PAGE EXCERPT

:::::

Well I had always loved horses since 3rd grade, so when my dad found a horse for sale at a barn extremely close to our house we went to go look at him. I fell in love with Jack when he sniffed my toes. So my dad bought him. 

My wonderful story! xD


----------



## Walkamile (Dec 29, 2008)

Roro, you are fortunate, but sounds like you appreciate your parents too.

While I was never able to convince my Mom or Dad that I needed a horse, they are my biggest fans today!

They love hearing my stories and have met many of my riding friends with genuine enthusiasm. Dad loves to visit and sit on the back deck and watch me work the horses both on ground and in saddle. He is quick to grasp what is happening or should happen, and is always full of questions that further demonstrate his sharp eye for detail.

So, at my ripe old age, I am still a girl in heart, basking in my parents admiration and moral support! :lol: I guess if you work hard and long enough, dreams do come true. LOL.


----------



## DisneyCowgirl1901 (Sep 3, 2009)

I started asking my parents when I was 4. I asked for one EVERY holiday, Christmas, my Birthday, and even Valentines day lol. My dad was very supportive of this idea. He thought it would be good for me, but my mom thought I was too young. It took another year of asking and my dad decided at age 6 that if I _really_ wanted a horse, that I would need to learn how to care for one... If I could handle cleaning up after a couple of our neighbors horses (5 all together!) and not complain, that he'd talk my mom into it!

I worked all summer, and on the weekends when school started. I was paid too! so my dad told me that if I saved up all my money and found a horse that he would match what I had saved...... After making $550 (that included b-day and xmas money... all I asked for was money lol) we started to look for a horse.

Right after my 7th birthday my dad found a 13 year old Arab mare and didn't tell me... he just threw me in the truck and started driving... I remember pulling up and seeing a beautiful horse in a field and a lady waving at us when we pulled up. I went straight to the fence to see the horse, and my dad asked me if I wanted to ride her... of course I said yes... while I was riding my dad asked if I wanted her....O.O I was shocked... I didn't think I had saved enough. He than told me they were selling her for $600... The lady asked me how much I had saved and I told her.

She sold me my Bella for $550, which included her saddle, pad, bridle, hackamore, a bag of grain, a bail of hay, all her brushes, halter, and lead rope! I was so beyond thrilled I nearly peed myself lol. We didn't have a trailer, so we had to drive home to get our neighbors trailer, and I went to grab my money but my dad told me to keep it, that I may want something special for my new horse!! 

16 years later, I still have my Bella. I think my dad knew that it wasn't a 'phase" for me. XD

*My* daughter, on the other hand, got a pony before she could even ask for one lol.

:::::

COMPLETE THE FOLLOWING
1. Do these statements agree with the horse-story thread? Answer yes or no for each and quote the words that decide it. (a) DisneyCowgirl1901's mother favored getting a horse from the start. (b) Bella was sold for $550. (c) Walkamile's parents bought a horse for her.
2. Can you rewrite the paragraph of the horse-story thread that begins "Right after my 7th birthday" as a short list that keeps its main facts?

:::::

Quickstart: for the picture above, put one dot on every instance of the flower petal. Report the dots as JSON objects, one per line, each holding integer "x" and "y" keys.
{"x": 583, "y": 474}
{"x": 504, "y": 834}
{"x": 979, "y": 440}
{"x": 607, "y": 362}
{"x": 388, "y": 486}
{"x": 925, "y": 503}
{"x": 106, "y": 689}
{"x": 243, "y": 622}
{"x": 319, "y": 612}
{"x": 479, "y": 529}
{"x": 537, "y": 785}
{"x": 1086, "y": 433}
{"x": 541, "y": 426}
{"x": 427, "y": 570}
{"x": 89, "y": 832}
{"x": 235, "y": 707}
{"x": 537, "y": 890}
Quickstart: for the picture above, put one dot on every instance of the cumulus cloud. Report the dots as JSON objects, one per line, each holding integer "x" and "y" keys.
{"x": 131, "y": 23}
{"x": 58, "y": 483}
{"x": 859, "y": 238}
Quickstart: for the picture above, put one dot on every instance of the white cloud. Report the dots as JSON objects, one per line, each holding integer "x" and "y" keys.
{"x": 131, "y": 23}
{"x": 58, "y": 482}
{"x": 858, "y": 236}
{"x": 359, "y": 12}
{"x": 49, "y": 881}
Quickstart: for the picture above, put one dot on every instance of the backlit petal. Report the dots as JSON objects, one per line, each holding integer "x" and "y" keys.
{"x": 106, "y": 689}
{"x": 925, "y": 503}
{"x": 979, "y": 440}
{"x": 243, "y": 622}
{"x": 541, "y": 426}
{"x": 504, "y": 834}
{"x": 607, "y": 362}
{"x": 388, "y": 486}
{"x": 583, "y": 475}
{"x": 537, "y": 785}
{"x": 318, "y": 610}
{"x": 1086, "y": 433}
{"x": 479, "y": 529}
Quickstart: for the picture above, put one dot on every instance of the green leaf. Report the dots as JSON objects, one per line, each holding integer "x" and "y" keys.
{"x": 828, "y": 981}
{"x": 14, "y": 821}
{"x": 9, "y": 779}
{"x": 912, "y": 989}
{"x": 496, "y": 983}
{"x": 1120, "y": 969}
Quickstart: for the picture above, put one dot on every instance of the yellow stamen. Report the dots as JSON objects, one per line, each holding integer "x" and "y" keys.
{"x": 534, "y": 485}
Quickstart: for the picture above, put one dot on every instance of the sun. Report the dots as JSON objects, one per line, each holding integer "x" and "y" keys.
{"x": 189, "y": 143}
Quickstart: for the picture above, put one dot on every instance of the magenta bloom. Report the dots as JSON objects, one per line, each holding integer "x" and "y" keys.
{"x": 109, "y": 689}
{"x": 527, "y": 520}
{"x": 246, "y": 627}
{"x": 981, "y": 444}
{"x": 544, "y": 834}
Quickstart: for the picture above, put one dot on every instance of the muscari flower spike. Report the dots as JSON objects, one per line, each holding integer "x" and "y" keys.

:::::

ANSWERS FOR THE EXERCISE
1.
(a) No: "but my mom thought I was too young."
(b) Yes: "She sold me my Bella for $550"
(c) No: "While I was never able to convince my Mom or Dad that I needed a horse"

2.
- Right after my 7th birthday, my dad found a 13-year-old Arab mare without telling me.
- He drove me there in the truck. I saw a beautiful horse in a field, and a lady waved at us.
- I went to the fence, and my dad asked if I wanted to ride her. I said yes.
- While I was riding, he asked if I wanted her. I was shocked because I didn't think I had saved enough.
- He said they were selling her for $600.
- The lady asked how much I had saved, and I told her.